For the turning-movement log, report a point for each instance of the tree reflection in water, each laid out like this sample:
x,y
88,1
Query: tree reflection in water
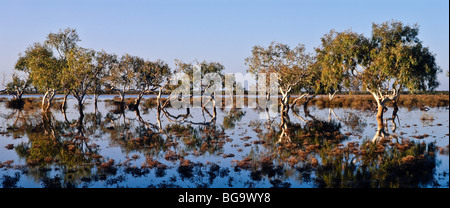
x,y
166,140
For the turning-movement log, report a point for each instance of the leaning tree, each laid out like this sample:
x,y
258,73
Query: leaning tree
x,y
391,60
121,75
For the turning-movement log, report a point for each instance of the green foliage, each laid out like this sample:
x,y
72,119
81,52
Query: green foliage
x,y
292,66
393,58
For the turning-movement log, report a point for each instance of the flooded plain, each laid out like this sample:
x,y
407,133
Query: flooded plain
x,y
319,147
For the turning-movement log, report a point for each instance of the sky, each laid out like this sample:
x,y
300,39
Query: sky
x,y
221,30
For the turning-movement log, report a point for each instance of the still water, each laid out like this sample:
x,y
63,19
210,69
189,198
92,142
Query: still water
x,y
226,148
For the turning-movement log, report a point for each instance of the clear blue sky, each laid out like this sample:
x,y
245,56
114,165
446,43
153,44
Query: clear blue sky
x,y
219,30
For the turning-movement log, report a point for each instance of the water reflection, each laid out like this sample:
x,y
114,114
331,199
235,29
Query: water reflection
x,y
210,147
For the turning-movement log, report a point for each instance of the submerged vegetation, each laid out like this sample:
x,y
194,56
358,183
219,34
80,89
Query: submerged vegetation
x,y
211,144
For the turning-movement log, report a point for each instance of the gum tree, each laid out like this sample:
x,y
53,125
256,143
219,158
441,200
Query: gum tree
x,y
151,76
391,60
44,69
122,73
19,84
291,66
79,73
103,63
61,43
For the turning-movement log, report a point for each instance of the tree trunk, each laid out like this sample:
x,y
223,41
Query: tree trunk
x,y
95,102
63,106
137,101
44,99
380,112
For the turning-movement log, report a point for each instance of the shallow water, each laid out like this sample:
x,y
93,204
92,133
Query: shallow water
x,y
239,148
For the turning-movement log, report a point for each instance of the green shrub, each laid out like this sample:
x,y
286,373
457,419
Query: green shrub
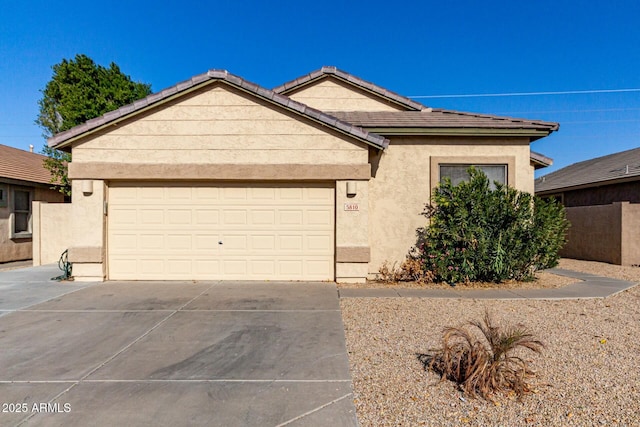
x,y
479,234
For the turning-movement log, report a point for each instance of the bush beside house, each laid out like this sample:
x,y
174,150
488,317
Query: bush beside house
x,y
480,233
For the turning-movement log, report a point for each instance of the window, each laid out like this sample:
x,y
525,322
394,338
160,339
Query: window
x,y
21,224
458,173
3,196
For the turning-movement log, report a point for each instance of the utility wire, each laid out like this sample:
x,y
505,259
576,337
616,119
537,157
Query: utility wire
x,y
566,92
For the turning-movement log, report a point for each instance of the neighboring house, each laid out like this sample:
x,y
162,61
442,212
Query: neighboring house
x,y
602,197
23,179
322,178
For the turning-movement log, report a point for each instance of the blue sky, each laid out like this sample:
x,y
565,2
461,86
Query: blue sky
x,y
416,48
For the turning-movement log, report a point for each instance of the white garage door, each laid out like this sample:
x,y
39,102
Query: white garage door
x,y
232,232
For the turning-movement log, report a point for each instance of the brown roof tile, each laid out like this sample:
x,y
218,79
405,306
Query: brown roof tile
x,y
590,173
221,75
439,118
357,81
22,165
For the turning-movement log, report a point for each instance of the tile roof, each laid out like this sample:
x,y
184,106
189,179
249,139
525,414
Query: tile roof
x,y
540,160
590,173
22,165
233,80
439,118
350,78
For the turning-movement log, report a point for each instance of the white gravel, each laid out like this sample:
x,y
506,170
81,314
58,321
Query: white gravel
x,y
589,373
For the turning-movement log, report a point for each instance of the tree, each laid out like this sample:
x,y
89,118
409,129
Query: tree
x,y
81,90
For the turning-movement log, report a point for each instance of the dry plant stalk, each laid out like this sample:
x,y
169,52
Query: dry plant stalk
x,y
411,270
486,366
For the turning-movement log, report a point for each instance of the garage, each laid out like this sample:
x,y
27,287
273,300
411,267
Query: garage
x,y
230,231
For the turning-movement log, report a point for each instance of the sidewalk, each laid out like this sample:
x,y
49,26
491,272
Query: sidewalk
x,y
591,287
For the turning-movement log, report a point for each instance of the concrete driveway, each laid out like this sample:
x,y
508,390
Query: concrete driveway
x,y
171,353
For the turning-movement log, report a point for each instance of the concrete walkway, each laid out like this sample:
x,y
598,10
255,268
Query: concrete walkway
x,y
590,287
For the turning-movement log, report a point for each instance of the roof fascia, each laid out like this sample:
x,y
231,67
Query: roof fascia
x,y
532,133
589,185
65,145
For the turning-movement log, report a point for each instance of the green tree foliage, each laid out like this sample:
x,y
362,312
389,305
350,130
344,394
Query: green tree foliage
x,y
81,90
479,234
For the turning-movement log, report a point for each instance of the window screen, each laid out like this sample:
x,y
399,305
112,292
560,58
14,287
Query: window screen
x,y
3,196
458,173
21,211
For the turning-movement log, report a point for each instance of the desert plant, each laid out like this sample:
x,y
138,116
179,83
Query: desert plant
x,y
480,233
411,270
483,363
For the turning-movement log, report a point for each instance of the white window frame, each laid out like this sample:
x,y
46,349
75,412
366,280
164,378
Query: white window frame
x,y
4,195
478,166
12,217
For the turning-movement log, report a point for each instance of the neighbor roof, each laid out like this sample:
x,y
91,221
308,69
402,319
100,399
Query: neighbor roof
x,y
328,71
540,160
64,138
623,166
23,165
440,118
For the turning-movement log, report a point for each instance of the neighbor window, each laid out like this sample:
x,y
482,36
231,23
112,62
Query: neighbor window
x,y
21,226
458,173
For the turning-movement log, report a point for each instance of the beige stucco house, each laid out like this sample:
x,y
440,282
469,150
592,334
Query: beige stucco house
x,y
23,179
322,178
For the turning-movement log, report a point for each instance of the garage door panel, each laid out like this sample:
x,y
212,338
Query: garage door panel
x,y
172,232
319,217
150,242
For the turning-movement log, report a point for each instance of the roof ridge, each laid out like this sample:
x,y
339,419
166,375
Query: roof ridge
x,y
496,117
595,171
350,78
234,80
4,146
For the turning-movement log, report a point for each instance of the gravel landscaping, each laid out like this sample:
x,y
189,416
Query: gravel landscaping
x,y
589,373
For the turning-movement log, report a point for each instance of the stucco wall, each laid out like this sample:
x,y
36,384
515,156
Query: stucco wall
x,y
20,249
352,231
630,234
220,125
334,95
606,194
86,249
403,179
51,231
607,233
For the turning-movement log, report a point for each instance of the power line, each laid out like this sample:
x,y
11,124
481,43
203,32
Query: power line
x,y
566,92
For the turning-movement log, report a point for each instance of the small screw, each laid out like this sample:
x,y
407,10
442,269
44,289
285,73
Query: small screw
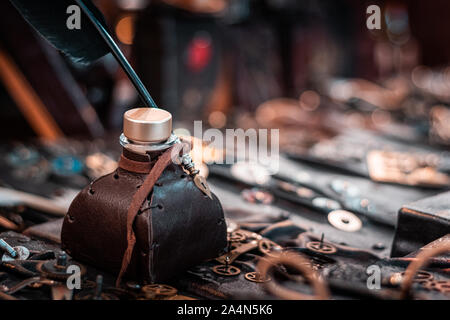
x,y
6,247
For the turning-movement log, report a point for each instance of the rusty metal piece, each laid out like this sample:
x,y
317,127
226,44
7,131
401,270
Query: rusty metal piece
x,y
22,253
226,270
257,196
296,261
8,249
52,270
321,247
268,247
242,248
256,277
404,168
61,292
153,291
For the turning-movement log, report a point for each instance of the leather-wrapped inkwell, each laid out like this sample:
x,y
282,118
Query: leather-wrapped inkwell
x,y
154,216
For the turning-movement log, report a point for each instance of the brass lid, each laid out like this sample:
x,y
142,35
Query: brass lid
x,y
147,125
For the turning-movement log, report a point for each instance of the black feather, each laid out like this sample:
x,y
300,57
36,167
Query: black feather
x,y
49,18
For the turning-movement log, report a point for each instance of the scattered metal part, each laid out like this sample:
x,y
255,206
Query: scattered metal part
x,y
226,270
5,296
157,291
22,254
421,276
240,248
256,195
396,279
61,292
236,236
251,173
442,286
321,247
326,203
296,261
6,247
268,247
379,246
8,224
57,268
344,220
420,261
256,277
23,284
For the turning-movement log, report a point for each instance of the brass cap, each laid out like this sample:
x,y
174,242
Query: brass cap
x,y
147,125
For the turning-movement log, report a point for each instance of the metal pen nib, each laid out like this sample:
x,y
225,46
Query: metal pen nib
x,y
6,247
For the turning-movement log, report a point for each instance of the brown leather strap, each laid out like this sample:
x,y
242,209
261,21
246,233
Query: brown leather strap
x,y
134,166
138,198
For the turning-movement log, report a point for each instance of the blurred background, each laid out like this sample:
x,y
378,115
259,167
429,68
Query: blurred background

- - - -

→ **What the exercise asks**:
Word for word, quote the lines from the line containing "brass cap, each" through the end of the material, both included, and nothing else.

→ **Answer in full**:
For the turning-movement log, report a point for each instance of the brass cap, each laid out like this sample:
x,y
174,242
Query: brass cap
x,y
147,125
For the turning-movement log, report a point for each instance of the metal pen nib, each laid out like this sample:
x,y
225,46
Query: metal pen nib
x,y
6,247
For the turning-movement log, report a point for each instance of the brown leather strap, each laid out like this sample:
x,y
242,209
261,21
246,233
Query: brown leather strap
x,y
134,166
138,198
For the turning-movement log, report a point for each instance of the blurred background, each laid out like this sample:
x,y
378,115
259,167
429,68
Query: blurred background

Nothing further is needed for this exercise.